## Exercise task
Return the passage of the bitcoin article from "Tuesday, April 2, 2013" up to and including "the drawing board." word for word.

## Text block

Tuesday, April 2, 2013

The Bitcoin Boom


On March 16th, the Cypriot President Nicos Anastasiades, who’d been in office for about a month, announced a strategy to solve the country’s banking crisis. This plan, which would be funded in part by confiscating money directly from every single bank account in Cyprus—even the very smallest—met with instantaneous and violent opposition from the country’s citizens. Offstage, the European Union, led by a group of adamant Germans, Finns, and Danes, as well as the I.M.F. and the European Central Bank, pointed a cannon at Anastasiades’s head: if he didn’t move forward with this plan, the Cyprus banks would go bust and their hapless customers would lose pretty much all their money, instead of a measly 6.75 per cent. However, under great pressure from their constituents, Cypriot M.P.s rejected the proposal and sent Anastasiades back to the drawing board.

The following Monday, the price of the decentralized electronic currency bitcoin rose from forty-five to fifty-five dollars on the major exchanges, and by Wednesday it had nipped up to sixty-five dollars. The financial media generally agreed that the two dramas are related. According to Bloomberg Businessweek, it appears that Spaniards are liable to have been particularly active buyers of bitcoins that week, having taken the debacle in Cyprus as the likely sign of a forthcoming governmental plunder of their own savings. The evidence coming out of Spain is circumstantial—a spike in Google searches for “bitcoin,” and another on mobile-app downloads of Bitcoin-related software were widely reported—but the pieces appear to fit. Subsequent developments (including the announcement of an eleventh-hour bailout deal for Cyprus) have so far failed to stabilize the euro or cool the bitcoin fever, with the price over a hundred and three at the time of writing.

## Available data
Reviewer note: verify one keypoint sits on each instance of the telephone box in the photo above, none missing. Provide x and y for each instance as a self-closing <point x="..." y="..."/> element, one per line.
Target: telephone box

## Output below
Tuesday, April 2, 2013

The Bitcoin Boom


On March 16th, the Cypriot President Nicos Anastasiades, who’d been in office for about a month, announced a strategy to solve the country’s banking crisis. This plan, which would be funded in part by confiscating money directly from every single bank account in Cyprus—even the very smallest—met with instantaneous and violent opposition from the country’s citizens. Offstage, the European Union, led by a group of adamant Germans, Finns, and Danes, as well as the I.M.F. and the European Central Bank, pointed a cannon at Anastasiades’s head: if he didn’t move forward with this plan, the Cyprus banks would go bust and their hapless customers would lose pretty much all their money, instead of a measly 6.75 per cent. However, under great pressure from their constituents, Cypriot M.P.s rejected the proposal and sent Anastasiades back to the drawing board.